## Data rows
◆ ◆ ◆ ◆ ◆ ◆ ◆

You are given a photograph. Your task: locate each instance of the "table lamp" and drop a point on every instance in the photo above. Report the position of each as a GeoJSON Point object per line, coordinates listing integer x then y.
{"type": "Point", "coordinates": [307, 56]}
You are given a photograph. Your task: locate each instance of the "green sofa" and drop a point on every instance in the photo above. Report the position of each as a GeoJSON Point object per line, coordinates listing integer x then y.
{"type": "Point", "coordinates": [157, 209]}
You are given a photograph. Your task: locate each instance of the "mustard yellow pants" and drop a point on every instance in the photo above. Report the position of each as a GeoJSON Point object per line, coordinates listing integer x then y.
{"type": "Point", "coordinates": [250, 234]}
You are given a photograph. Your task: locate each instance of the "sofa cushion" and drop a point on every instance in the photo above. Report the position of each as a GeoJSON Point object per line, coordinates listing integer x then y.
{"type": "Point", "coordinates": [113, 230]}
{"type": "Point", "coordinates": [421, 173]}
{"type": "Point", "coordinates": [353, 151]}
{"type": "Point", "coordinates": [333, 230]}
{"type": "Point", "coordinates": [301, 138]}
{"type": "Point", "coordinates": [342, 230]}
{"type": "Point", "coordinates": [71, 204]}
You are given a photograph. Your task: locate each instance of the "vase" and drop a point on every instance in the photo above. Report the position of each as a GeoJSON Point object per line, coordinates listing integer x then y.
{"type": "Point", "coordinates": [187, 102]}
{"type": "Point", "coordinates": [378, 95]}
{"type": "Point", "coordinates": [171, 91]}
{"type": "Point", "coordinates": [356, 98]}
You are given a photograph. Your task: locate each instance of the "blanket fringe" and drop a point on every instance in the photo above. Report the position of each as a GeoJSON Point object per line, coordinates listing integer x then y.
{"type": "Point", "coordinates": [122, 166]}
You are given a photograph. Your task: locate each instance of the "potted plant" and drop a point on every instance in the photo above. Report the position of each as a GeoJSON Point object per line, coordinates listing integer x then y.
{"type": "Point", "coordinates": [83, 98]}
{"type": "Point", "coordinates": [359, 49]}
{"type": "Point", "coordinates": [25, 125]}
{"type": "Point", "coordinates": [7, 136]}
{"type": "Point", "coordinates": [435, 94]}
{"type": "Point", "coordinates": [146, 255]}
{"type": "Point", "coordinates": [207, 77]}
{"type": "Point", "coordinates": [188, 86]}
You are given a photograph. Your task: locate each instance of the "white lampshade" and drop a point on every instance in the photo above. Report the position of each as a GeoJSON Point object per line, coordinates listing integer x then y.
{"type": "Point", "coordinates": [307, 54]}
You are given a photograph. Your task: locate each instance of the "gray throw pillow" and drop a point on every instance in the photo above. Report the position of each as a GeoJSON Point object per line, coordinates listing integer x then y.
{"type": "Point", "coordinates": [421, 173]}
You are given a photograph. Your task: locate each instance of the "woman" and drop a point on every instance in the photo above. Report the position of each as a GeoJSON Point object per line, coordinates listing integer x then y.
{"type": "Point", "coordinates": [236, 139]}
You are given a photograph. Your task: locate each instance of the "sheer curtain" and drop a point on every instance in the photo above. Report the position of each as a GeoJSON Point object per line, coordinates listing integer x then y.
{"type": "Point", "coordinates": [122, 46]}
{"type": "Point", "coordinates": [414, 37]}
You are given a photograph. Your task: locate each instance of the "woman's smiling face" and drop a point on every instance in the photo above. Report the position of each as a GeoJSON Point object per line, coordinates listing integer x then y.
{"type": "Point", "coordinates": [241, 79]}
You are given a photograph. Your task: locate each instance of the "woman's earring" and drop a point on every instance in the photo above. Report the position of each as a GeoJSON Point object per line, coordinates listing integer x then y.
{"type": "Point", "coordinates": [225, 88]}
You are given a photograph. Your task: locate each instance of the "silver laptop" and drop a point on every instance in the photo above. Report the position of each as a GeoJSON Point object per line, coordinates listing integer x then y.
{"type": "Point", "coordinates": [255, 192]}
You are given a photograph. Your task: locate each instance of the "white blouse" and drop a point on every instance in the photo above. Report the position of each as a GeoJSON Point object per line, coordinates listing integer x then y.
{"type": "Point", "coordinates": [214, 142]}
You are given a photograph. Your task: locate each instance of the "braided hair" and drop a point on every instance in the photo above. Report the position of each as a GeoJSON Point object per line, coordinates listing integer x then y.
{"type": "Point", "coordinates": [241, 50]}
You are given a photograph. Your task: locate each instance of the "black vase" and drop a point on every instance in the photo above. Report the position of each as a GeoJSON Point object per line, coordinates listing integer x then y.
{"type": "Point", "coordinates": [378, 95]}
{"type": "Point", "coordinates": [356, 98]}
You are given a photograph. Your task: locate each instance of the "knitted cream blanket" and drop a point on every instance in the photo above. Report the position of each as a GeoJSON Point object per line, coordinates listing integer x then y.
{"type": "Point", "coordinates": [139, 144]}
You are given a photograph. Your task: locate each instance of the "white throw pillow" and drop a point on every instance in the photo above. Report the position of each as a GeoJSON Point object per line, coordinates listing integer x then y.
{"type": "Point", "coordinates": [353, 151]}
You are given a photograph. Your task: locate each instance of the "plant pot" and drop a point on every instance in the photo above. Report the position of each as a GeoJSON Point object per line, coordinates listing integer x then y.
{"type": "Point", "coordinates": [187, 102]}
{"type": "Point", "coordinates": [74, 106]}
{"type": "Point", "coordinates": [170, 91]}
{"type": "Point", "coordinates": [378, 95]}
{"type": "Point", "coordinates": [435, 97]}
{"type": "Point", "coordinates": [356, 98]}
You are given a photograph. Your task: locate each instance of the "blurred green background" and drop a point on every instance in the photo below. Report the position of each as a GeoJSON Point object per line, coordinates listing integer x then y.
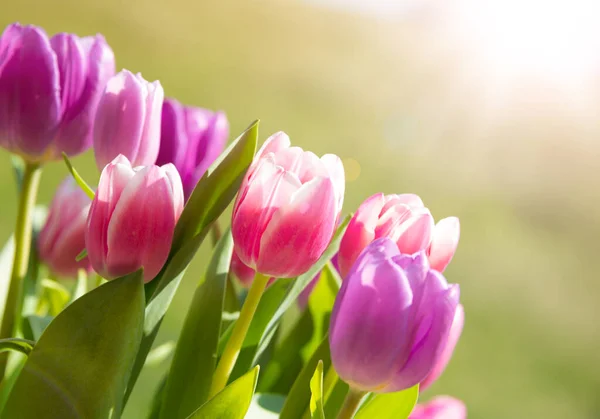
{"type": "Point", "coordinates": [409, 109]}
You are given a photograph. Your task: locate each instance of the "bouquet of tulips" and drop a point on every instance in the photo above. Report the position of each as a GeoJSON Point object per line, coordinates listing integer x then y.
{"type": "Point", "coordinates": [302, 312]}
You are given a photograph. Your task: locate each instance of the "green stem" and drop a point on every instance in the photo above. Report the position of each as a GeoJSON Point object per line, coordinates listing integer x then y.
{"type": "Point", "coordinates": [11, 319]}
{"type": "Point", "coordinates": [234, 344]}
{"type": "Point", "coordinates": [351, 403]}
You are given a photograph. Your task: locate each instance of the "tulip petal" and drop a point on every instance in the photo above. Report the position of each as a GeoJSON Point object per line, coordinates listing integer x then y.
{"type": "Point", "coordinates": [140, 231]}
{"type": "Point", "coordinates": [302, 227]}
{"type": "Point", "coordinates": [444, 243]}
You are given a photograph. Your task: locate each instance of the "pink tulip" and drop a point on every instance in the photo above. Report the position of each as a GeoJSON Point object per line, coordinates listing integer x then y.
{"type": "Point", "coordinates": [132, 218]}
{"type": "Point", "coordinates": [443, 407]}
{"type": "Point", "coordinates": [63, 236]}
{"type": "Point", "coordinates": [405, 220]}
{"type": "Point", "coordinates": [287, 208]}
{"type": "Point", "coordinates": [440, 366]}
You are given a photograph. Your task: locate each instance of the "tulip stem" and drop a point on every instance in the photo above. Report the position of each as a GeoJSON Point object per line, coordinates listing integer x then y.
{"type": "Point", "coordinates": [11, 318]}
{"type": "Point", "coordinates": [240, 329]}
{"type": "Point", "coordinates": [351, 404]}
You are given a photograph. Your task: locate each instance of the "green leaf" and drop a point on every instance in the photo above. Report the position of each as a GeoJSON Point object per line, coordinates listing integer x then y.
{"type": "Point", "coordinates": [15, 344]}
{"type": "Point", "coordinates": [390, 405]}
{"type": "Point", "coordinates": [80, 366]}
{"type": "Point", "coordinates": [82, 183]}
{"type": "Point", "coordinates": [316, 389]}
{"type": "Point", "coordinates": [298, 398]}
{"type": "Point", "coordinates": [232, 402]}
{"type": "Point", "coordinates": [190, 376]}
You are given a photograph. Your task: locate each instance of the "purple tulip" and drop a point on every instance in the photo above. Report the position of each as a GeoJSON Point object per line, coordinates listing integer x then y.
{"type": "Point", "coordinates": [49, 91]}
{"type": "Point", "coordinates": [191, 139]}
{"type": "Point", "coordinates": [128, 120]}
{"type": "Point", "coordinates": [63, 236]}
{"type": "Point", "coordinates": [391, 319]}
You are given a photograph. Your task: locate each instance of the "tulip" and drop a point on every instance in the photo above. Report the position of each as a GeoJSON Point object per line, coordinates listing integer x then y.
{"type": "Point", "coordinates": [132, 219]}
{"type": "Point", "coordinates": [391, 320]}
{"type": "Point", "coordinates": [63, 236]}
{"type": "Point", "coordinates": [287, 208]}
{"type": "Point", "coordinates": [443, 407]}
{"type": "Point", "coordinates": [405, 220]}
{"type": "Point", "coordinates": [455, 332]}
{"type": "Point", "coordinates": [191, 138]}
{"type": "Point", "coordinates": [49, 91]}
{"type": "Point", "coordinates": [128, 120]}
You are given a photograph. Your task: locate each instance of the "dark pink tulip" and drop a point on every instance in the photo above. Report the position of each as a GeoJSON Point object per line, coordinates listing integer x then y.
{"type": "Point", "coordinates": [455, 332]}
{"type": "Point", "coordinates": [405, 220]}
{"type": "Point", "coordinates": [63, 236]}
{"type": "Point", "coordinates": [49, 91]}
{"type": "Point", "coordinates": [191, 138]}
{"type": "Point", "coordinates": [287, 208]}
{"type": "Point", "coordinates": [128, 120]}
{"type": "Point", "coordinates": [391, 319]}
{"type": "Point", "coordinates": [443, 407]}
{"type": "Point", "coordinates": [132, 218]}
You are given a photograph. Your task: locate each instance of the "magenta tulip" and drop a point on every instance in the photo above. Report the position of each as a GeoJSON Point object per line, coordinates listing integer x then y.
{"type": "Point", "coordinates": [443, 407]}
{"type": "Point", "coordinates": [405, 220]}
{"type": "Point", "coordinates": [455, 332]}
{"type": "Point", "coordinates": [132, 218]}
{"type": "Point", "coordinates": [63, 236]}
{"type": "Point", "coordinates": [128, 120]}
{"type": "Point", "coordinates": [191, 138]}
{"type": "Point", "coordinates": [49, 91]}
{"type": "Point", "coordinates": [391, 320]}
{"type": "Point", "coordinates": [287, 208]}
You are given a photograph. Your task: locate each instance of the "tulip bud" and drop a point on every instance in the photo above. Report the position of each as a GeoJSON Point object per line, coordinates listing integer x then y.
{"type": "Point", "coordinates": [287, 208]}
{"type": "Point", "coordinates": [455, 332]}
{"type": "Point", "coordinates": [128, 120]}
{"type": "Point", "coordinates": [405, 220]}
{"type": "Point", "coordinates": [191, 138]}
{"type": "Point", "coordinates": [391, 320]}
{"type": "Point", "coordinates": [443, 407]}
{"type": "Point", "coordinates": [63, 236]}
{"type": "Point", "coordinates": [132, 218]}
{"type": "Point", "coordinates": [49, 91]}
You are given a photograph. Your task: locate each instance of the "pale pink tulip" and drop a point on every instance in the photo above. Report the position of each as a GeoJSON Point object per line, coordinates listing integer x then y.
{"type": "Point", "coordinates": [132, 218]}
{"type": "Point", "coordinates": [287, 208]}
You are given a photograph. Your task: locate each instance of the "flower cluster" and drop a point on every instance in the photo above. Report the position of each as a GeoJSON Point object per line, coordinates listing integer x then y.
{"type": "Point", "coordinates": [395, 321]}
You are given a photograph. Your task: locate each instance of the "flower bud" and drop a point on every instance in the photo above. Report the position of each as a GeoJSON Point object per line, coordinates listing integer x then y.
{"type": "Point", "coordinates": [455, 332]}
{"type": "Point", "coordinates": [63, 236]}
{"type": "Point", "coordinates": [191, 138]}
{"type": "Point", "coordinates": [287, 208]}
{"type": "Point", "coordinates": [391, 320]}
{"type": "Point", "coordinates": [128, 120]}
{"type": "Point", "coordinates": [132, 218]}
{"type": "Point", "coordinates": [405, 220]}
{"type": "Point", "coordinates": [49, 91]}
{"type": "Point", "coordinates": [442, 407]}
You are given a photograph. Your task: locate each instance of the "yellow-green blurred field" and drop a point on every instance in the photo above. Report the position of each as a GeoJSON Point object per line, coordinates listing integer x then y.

◆ ◆ ◆ ◆ ◆ ◆ ◆

## Problem description
List every line in the records above that contains the string "plant", copying each line whole. Matching is case-sensitive.

## The response
You are given a photograph. Your task: locate each instance of the "potted plant" and drop a point on every instance in the photo above. Report the position of each as a GeoJSON Point object per line, coordinates listing integer x then y.
You are given a photograph. Your task: locate each instance of the "plant pot" and drop a point on every instance in the photo above. Report the position of each as a GeoJSON Point object per line, coordinates listing integer x then y.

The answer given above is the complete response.